INSTRUCTION » In the data below, find the line containing "If you would be willing to mark the chocolate chip with"; reproduce that line and all subsequent lines exactly, and nothing else.

Object point labels:
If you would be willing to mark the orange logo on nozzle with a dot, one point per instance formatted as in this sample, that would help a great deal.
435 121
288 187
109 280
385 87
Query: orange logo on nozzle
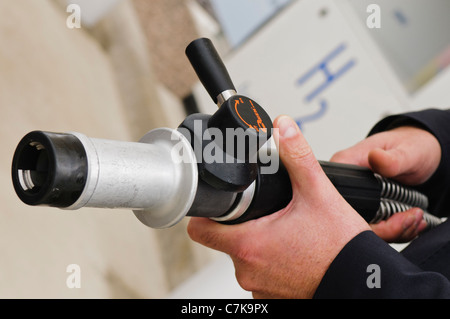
259 121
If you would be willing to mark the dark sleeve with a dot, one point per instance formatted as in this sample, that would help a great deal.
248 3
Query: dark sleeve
352 272
437 122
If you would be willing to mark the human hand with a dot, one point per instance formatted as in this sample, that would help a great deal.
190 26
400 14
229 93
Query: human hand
286 254
407 154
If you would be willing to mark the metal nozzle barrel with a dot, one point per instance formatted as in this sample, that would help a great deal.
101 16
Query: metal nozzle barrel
70 171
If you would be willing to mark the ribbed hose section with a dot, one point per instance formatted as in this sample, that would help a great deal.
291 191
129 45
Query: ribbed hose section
395 192
396 198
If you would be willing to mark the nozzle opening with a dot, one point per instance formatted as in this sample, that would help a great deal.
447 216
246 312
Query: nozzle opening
33 166
49 169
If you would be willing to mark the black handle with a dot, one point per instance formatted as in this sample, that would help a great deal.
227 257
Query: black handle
209 67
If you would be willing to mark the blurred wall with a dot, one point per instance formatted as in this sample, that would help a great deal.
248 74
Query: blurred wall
100 82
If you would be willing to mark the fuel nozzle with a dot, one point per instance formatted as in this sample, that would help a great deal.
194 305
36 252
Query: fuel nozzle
241 124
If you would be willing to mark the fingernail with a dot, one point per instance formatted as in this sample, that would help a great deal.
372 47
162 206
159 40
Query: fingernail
288 128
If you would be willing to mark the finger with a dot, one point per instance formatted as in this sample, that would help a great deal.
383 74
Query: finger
296 154
401 227
214 235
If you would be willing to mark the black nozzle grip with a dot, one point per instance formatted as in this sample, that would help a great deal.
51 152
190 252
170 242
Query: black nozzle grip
209 67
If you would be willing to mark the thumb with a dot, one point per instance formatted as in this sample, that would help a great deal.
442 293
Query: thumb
296 154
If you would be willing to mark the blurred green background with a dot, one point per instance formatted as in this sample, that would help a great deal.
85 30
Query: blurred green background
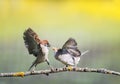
94 24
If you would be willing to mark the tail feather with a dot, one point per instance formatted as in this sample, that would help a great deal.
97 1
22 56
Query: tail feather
83 53
33 64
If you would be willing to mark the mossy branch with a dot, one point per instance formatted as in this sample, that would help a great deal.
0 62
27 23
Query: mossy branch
57 70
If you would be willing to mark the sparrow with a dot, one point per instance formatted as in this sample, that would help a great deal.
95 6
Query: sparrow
69 54
36 47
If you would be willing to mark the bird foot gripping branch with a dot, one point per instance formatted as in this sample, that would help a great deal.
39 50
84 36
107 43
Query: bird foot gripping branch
69 68
19 74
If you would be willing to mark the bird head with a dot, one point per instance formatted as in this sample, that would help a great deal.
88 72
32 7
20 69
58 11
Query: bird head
45 43
55 49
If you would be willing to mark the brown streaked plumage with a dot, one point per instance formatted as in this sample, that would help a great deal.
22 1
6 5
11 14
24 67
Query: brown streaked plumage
37 47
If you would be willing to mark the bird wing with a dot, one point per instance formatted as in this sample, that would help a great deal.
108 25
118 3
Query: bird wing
71 46
32 42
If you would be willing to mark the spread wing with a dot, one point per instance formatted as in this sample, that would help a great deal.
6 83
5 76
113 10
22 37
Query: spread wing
32 42
71 46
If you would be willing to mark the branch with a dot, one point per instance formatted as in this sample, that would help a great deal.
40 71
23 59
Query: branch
57 70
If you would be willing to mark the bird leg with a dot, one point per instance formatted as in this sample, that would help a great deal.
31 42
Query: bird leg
69 68
49 65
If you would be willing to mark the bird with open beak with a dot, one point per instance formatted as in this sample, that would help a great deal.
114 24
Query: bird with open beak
69 54
37 47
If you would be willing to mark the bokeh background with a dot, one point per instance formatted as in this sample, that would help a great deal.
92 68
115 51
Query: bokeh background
95 24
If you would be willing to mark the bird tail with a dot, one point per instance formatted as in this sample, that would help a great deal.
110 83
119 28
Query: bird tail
83 53
33 64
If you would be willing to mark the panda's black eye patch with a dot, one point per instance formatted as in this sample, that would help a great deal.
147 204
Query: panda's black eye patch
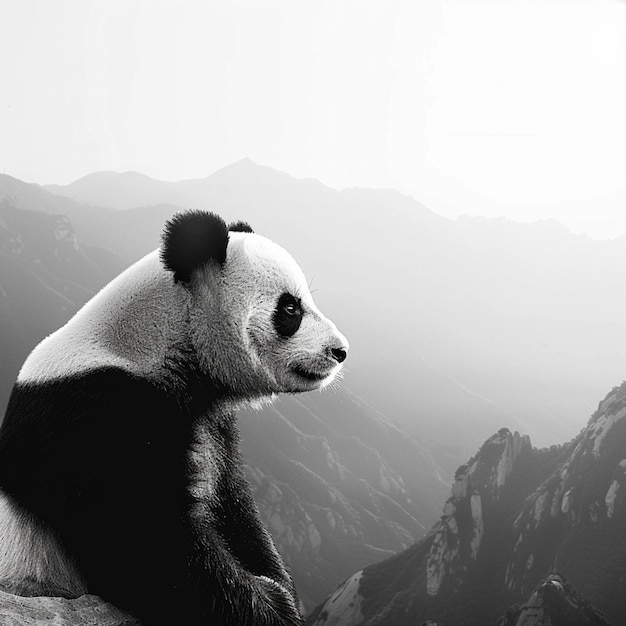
288 315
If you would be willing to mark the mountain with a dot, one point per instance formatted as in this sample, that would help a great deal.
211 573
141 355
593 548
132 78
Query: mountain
554 603
488 322
337 483
46 274
516 515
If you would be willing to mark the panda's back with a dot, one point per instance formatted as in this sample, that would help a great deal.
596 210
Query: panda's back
121 327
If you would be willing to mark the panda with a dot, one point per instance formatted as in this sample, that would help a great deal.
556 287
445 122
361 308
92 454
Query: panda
120 472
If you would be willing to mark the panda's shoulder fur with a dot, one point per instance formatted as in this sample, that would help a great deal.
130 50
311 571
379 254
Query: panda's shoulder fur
120 471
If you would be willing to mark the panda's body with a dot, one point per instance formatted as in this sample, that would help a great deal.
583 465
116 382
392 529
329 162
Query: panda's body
120 472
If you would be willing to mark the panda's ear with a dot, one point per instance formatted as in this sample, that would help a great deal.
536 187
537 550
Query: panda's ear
191 239
240 227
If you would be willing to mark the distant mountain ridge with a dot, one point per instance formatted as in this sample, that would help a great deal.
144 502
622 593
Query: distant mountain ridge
516 516
499 322
337 483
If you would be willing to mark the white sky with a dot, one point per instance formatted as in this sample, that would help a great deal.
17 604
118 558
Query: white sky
509 107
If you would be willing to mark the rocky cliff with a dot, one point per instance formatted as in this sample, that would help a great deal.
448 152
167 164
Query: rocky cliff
554 603
515 516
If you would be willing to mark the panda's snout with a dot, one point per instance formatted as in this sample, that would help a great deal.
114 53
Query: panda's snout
339 354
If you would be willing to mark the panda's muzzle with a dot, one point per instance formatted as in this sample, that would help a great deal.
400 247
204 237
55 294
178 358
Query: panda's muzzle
339 354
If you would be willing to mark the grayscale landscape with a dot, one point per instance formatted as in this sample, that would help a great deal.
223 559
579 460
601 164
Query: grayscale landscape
456 202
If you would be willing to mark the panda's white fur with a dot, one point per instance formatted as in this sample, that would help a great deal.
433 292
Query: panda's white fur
113 329
141 323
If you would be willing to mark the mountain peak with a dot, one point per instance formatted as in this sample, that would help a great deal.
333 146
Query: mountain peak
248 171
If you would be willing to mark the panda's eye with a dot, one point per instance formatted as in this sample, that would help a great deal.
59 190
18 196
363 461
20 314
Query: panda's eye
287 315
291 308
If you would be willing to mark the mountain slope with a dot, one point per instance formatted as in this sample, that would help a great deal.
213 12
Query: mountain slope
335 480
46 274
490 322
515 516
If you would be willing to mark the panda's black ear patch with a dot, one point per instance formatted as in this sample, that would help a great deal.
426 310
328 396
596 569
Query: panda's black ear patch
191 239
240 227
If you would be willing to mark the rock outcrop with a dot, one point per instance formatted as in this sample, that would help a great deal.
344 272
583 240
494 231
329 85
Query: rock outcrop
515 517
554 603
87 610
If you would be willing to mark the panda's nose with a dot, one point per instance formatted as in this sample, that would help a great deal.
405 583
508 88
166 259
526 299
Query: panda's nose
339 354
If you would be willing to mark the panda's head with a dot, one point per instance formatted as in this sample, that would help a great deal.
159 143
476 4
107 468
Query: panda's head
253 323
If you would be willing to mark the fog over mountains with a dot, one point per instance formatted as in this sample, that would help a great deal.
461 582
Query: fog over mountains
458 328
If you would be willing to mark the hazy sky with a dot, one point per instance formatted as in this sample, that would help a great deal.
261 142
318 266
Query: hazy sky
509 107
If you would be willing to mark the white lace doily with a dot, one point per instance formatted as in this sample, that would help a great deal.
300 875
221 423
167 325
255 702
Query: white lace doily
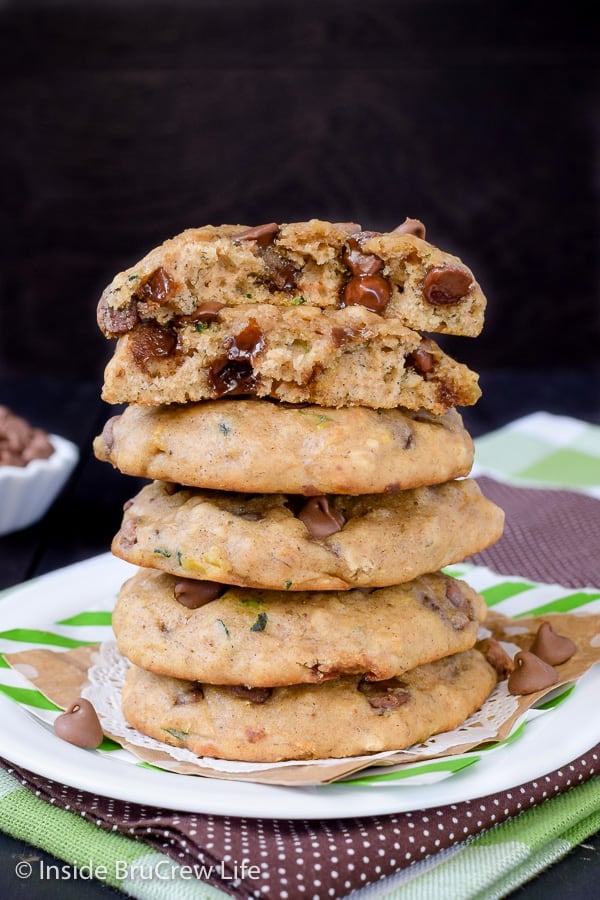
104 692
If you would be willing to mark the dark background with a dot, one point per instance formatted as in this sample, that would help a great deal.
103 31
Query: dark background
125 122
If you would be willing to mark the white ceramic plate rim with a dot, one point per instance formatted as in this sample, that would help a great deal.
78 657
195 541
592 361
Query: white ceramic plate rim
548 742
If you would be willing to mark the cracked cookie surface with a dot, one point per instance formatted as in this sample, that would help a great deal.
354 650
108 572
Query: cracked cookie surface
345 717
314 264
258 446
282 542
266 638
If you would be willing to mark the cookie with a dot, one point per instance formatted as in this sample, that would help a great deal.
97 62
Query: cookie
343 357
318 264
345 717
286 542
204 632
258 446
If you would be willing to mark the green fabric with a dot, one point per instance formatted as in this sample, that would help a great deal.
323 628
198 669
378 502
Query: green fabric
501 859
489 866
114 859
543 450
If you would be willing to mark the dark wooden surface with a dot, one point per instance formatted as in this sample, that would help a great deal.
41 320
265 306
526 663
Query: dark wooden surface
85 517
125 122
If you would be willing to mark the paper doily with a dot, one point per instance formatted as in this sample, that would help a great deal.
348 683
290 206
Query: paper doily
104 692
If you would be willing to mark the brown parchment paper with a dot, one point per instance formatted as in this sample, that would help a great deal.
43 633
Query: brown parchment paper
62 675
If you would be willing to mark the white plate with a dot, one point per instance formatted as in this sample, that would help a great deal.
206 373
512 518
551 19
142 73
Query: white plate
548 741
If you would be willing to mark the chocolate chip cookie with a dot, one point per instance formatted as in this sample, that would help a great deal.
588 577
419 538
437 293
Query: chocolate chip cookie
341 357
253 445
396 275
345 717
225 635
288 542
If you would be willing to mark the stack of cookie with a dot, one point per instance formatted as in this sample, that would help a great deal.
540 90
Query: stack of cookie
307 484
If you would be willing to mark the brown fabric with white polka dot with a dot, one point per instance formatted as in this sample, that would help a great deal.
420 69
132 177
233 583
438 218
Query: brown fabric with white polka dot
302 858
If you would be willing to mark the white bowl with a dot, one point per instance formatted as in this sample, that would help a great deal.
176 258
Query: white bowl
27 492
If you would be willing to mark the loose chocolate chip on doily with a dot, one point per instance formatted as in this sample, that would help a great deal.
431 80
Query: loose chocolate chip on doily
530 674
79 725
553 648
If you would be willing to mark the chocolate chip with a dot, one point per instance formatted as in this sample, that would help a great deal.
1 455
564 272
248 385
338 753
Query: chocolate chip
530 674
156 288
281 274
422 361
206 312
234 373
443 287
553 648
80 725
255 695
374 292
389 694
262 234
247 343
320 518
359 262
193 594
113 322
232 377
411 226
150 341
20 443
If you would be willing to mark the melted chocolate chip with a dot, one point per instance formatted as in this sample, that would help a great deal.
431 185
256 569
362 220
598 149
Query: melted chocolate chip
422 361
374 292
80 725
194 594
247 343
232 376
530 674
150 341
359 262
255 695
206 312
443 287
281 274
234 373
320 518
264 235
114 322
411 226
389 694
156 288
553 648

WRITTEN SOLUTION »
If you would be willing to mark the chocolate chip with a dot, one point per instance formatted as in this sample, that would help a great deal.
1 455
564 272
248 385
338 753
Query: chocolate chip
530 674
156 288
281 274
422 361
206 312
234 373
443 287
553 648
80 725
255 695
374 292
389 694
262 234
247 343
320 518
359 262
193 594
113 322
232 377
411 226
150 341
20 443
If you would be willing to mark the melted chocolate chip with a dot, one point per instance formatted as in this sample, that would help a great deal.
431 185
256 569
362 220
598 149
Query: melted chocolate chip
422 361
374 292
80 725
194 594
247 343
232 376
530 674
150 341
359 262
255 695
206 312
443 287
281 274
234 373
320 518
264 235
114 322
411 226
389 694
156 288
553 648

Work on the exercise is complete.